* What is asked: Extract every line of the entries below and reproduce each one verbatim.

* Supplied entries:
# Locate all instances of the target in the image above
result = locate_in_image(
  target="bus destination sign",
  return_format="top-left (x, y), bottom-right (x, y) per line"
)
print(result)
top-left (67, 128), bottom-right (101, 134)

* Exercise answer:
# Locate all instances of the target in the image above
result = locate_in_image(
  target="bus destination sign",
  return_format="top-left (x, y), bottom-right (x, y) per line"
)
print(result)
top-left (67, 128), bottom-right (101, 134)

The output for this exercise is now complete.